## Directions
Convert the lines of the records below, from the line containing "Can you find the eyebrow" through the final line of the records, into a numbered list, leaving out any blank lines.

## Records provided
⟨
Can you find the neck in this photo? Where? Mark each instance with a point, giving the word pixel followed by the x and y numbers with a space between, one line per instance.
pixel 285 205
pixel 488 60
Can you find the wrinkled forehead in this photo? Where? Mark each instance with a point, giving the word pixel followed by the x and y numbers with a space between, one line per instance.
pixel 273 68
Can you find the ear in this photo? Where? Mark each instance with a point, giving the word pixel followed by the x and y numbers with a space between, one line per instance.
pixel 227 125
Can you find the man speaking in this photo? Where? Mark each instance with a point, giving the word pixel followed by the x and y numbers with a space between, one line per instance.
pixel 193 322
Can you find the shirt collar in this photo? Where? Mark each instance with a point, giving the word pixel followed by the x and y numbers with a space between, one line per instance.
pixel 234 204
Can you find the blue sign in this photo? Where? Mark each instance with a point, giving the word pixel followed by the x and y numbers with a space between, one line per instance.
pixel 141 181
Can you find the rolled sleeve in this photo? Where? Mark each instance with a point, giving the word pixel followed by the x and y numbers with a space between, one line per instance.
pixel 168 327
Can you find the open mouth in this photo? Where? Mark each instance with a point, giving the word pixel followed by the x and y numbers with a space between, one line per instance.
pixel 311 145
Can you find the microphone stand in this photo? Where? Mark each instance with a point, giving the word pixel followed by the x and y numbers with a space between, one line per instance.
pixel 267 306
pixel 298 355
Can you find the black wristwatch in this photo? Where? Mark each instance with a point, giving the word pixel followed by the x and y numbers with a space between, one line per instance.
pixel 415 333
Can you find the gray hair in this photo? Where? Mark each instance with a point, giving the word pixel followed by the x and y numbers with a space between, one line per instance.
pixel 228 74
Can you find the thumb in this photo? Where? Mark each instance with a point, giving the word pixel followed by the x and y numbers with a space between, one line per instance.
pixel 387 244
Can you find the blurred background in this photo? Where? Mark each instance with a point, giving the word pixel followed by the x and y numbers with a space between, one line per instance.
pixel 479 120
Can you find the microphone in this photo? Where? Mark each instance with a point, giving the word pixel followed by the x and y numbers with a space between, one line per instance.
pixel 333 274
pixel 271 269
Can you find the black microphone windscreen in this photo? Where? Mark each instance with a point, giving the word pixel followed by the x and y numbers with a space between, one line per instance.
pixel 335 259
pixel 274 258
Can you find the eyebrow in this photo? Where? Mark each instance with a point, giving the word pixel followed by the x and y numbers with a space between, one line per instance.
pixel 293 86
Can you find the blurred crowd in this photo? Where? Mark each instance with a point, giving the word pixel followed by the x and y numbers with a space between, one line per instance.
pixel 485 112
⟩
## Reply
1. Can you find the eyebrow in this photo? Where? Mark each instance with a point, giving the word pixel followed by the x and y numbers with a space between, one line per instance.
2. pixel 293 86
3. Can you find the blurred crowd in this photo? Where? Mark each instance with a point, giving the word pixel followed by the x and y numbers with a space between, one line per instance.
4. pixel 485 112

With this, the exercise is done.